— BEGIN RECORDS FOR THE TASK —

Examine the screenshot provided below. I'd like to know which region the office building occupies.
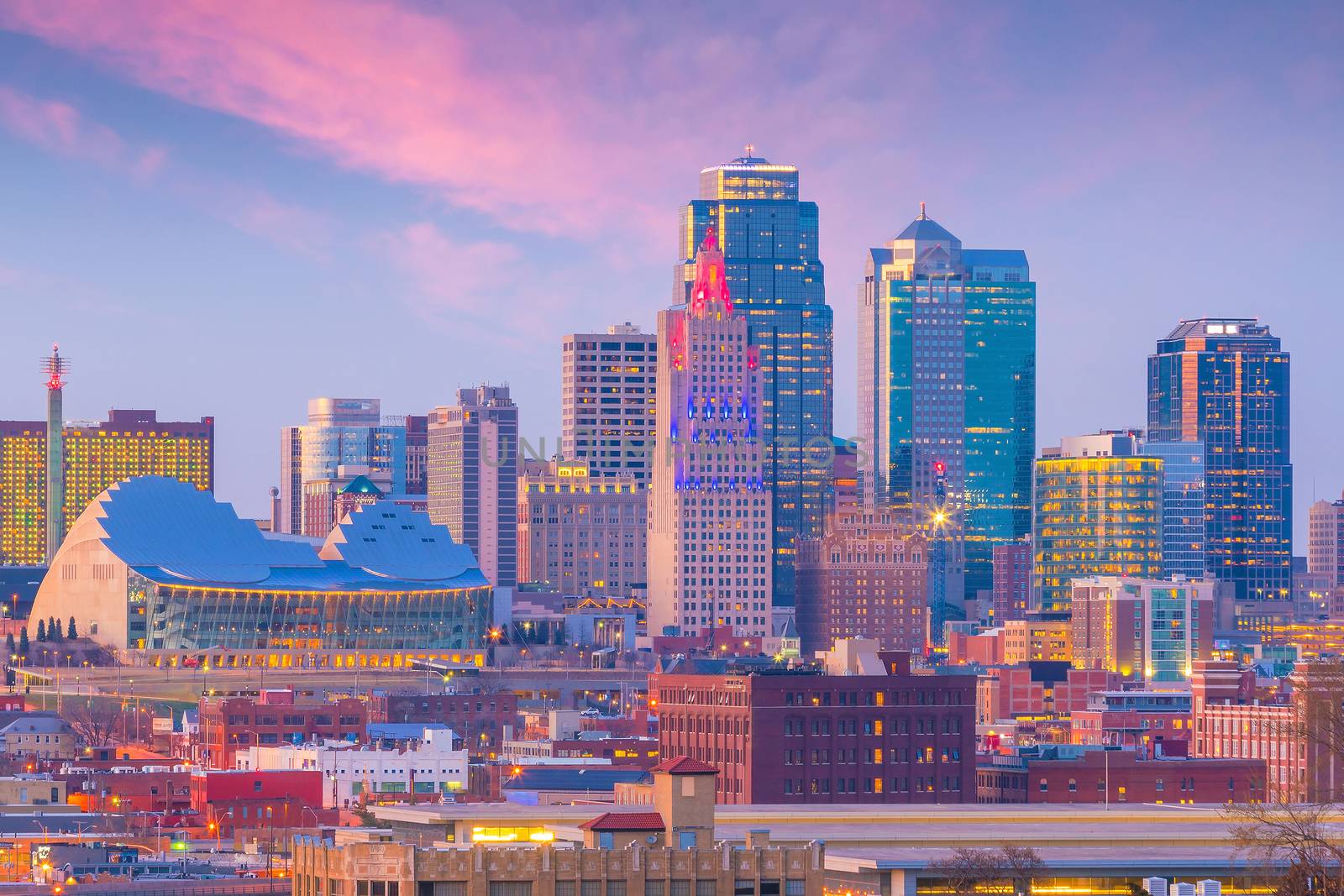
[1191,661,1344,804]
[560,321,659,486]
[992,540,1031,623]
[234,728,468,809]
[293,757,825,896]
[682,146,835,607]
[797,508,929,657]
[1032,432,1164,612]
[649,641,976,806]
[977,744,1265,806]
[1070,576,1214,684]
[1147,318,1293,602]
[517,461,648,598]
[280,398,407,538]
[858,206,1037,621]
[0,408,215,564]
[1000,618,1074,666]
[648,228,774,638]
[1142,442,1208,579]
[426,385,519,587]
[402,414,428,495]
[1306,497,1344,589]
[32,477,492,669]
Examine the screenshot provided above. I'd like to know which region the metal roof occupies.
[91,475,486,591]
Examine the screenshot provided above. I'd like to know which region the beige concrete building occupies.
[294,757,824,896]
[517,461,648,598]
[0,713,76,759]
[0,775,66,806]
[795,508,929,656]
[560,322,659,485]
[1003,619,1073,666]
[648,231,774,638]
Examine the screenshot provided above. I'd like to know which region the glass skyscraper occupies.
[1144,442,1205,579]
[1147,317,1293,600]
[858,208,1037,621]
[674,146,835,605]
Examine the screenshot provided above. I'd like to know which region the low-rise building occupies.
[1070,693,1194,753]
[976,744,1266,804]
[192,690,368,768]
[0,712,76,759]
[649,641,976,804]
[235,728,468,809]
[1003,616,1074,666]
[368,690,519,755]
[976,659,1120,726]
[293,757,825,896]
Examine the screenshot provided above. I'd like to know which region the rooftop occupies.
[62,475,486,591]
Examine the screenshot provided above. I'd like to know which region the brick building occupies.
[1191,661,1344,802]
[797,508,929,656]
[368,690,519,753]
[294,757,825,896]
[976,744,1265,804]
[976,661,1120,726]
[1070,693,1194,753]
[191,768,338,837]
[649,641,976,804]
[192,690,368,768]
[992,542,1031,623]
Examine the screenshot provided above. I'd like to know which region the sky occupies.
[0,0,1344,540]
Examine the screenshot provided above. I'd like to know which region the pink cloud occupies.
[0,85,125,165]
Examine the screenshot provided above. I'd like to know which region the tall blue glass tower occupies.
[674,146,835,605]
[1147,317,1293,605]
[858,208,1037,623]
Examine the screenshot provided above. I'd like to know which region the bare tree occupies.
[62,700,123,747]
[999,844,1046,893]
[929,844,1046,894]
[1225,800,1344,893]
[929,846,996,896]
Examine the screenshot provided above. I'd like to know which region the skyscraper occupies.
[1147,317,1293,600]
[43,345,69,563]
[426,385,519,587]
[280,398,407,537]
[560,322,659,484]
[648,227,773,638]
[1142,442,1208,579]
[1306,495,1344,589]
[1031,432,1163,612]
[0,408,215,564]
[858,204,1037,621]
[674,146,835,605]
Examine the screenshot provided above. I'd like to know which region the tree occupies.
[999,844,1046,893]
[62,700,123,747]
[929,844,1046,893]
[929,846,990,896]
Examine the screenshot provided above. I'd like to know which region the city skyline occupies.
[0,4,1341,540]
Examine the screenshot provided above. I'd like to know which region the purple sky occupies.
[0,0,1344,540]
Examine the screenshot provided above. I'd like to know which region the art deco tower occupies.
[648,227,771,638]
[42,345,70,563]
[674,146,835,605]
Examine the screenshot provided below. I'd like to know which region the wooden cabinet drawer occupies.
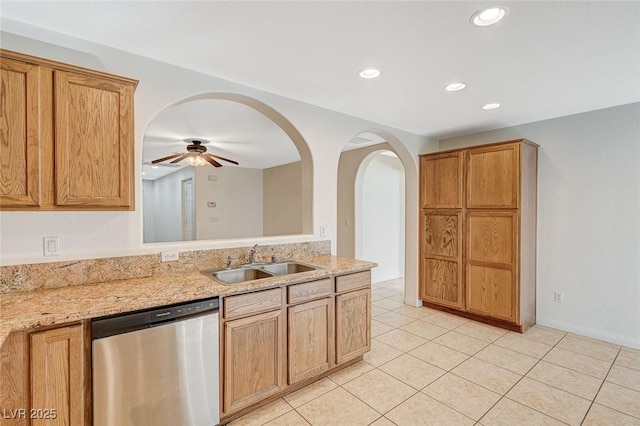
[223,288,282,319]
[336,271,371,293]
[287,278,333,304]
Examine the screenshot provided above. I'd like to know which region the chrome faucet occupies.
[249,244,258,265]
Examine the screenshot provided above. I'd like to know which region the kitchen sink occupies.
[262,262,319,276]
[202,268,273,285]
[201,261,322,285]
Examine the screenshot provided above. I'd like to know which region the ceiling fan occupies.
[151,139,238,167]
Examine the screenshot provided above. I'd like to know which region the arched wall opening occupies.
[354,150,405,283]
[336,129,422,306]
[143,92,313,246]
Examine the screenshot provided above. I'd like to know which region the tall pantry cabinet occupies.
[420,139,538,332]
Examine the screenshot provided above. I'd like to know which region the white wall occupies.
[262,161,302,235]
[440,103,640,348]
[196,167,262,240]
[145,167,197,243]
[0,18,436,276]
[356,152,405,283]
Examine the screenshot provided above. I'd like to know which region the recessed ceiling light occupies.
[446,82,467,92]
[482,103,500,109]
[471,7,506,27]
[358,68,380,78]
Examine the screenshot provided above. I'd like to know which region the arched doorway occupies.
[355,150,405,283]
[336,132,407,282]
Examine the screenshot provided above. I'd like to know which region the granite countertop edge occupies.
[0,255,377,346]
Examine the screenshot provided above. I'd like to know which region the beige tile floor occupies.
[231,280,640,426]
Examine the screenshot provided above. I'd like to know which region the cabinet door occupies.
[420,210,464,309]
[336,288,371,364]
[288,297,335,384]
[466,211,518,321]
[420,152,463,209]
[0,58,41,207]
[0,331,29,426]
[30,325,88,426]
[54,71,133,209]
[223,310,286,415]
[467,143,520,209]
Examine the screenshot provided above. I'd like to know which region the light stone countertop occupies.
[0,255,377,346]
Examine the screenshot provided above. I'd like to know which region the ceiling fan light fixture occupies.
[482,102,500,110]
[471,7,506,27]
[445,81,467,92]
[358,68,380,79]
[184,155,207,167]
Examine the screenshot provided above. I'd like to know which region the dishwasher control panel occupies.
[91,297,220,339]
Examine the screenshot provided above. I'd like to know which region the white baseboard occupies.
[536,317,640,349]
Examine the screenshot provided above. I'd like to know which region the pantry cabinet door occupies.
[466,144,520,209]
[420,152,463,209]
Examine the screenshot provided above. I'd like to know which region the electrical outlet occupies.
[553,291,564,303]
[42,237,60,256]
[161,251,180,262]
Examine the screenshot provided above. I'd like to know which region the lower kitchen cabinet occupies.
[223,298,286,414]
[336,288,371,364]
[288,297,334,384]
[30,325,88,426]
[0,324,91,426]
[221,271,371,423]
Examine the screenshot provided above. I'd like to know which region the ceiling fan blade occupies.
[151,154,183,164]
[171,152,191,163]
[202,154,222,167]
[207,154,238,166]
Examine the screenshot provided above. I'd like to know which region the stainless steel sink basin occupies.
[201,261,322,285]
[262,262,320,276]
[202,268,274,285]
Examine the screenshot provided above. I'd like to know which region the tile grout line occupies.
[580,347,638,425]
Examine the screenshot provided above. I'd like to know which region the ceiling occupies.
[0,0,640,145]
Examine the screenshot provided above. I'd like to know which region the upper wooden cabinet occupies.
[420,139,538,331]
[0,50,137,210]
[0,57,42,206]
[420,152,463,209]
[466,144,520,209]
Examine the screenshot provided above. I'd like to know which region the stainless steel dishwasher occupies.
[91,298,220,426]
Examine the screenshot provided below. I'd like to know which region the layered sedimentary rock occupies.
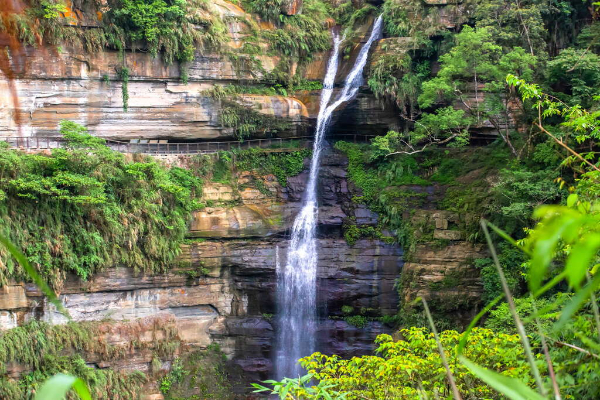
[0,0,404,141]
[0,149,402,391]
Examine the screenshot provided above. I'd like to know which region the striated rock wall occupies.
[0,152,402,393]
[0,0,404,140]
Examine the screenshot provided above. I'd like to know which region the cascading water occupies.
[275,16,382,378]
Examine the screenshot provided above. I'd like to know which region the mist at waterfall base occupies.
[275,16,382,379]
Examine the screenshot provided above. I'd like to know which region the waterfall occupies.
[275,16,382,378]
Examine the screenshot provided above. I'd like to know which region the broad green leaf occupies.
[529,221,567,292]
[35,374,92,400]
[456,294,504,356]
[460,356,544,400]
[484,220,531,255]
[554,274,600,331]
[567,194,579,207]
[565,234,600,288]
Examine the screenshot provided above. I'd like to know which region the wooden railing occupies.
[0,134,373,155]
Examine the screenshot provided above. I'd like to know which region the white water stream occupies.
[275,16,382,378]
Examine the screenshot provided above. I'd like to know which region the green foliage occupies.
[219,100,290,141]
[344,315,369,329]
[371,107,473,157]
[419,27,536,108]
[233,148,311,186]
[35,374,92,400]
[0,121,201,286]
[160,345,233,400]
[474,0,552,55]
[489,167,562,233]
[300,328,532,399]
[119,67,129,112]
[548,48,600,107]
[252,374,347,400]
[368,52,430,119]
[343,223,394,246]
[0,321,155,399]
[383,0,455,40]
[105,0,226,64]
[475,244,526,304]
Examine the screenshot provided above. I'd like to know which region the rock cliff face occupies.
[0,0,404,140]
[0,149,402,392]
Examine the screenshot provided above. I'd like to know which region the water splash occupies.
[275,16,382,378]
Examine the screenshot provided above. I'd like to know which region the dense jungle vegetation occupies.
[0,0,600,399]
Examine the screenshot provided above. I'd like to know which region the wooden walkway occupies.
[0,134,373,156]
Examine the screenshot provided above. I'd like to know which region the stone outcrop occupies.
[0,152,402,391]
[0,0,404,141]
[401,208,488,326]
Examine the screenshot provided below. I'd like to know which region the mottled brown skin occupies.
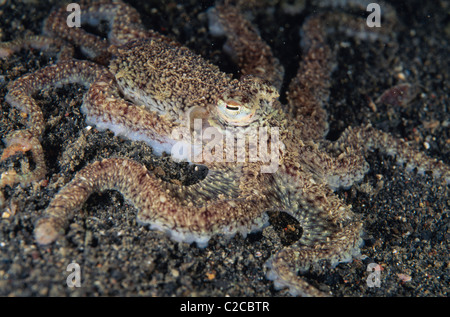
[0,1,450,296]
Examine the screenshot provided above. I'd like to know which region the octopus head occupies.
[215,75,279,127]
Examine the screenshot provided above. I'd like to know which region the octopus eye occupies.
[217,99,255,126]
[225,104,241,111]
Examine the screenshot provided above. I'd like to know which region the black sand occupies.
[0,0,450,297]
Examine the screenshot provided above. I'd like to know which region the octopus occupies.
[0,0,450,296]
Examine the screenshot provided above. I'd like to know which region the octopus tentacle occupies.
[35,159,268,246]
[266,222,362,297]
[0,35,74,61]
[0,130,47,207]
[287,16,335,140]
[44,1,173,59]
[208,5,284,90]
[330,125,450,184]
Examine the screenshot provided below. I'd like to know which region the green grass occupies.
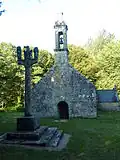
[0,112,120,160]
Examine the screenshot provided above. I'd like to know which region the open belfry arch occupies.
[31,14,97,119]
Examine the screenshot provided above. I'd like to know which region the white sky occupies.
[0,0,120,51]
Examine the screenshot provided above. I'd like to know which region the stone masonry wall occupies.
[31,52,97,118]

— END RECORDS FOR THE TASK —

▶ **STATED PROBLEM**:
Copy the listing from the line holding "chrome faucet occupies." through the line holding "[356,152,405,283]", inclusive, replacing "white wall" with "painted wall" and leaving everything else as it is.

▶ **RESPONSE**:
Examine the screenshot provided above. I'd like to know which region the chrome faucet occupies.
[249,244,258,265]
Examine the screenshot provided above. I'd like to know which region the kitchen sink occupies.
[262,262,319,276]
[202,268,273,285]
[201,261,322,285]
Examine the screenshot provided above. I'd like to know which region the ceiling fan occupies.
[151,139,238,167]
Examine the screenshot provided above. I'd like to know which region the arched wall opening occupies.
[354,150,405,283]
[336,129,422,306]
[143,92,313,246]
Examine the screenshot provided above. I'd like to know which region the tall pantry cabinet occupies.
[420,139,538,332]
Examine the screenshot provided above. I'd like to know which region the painted wall occupies.
[262,161,302,235]
[440,103,640,348]
[196,167,262,240]
[145,167,197,243]
[0,18,436,276]
[356,152,405,283]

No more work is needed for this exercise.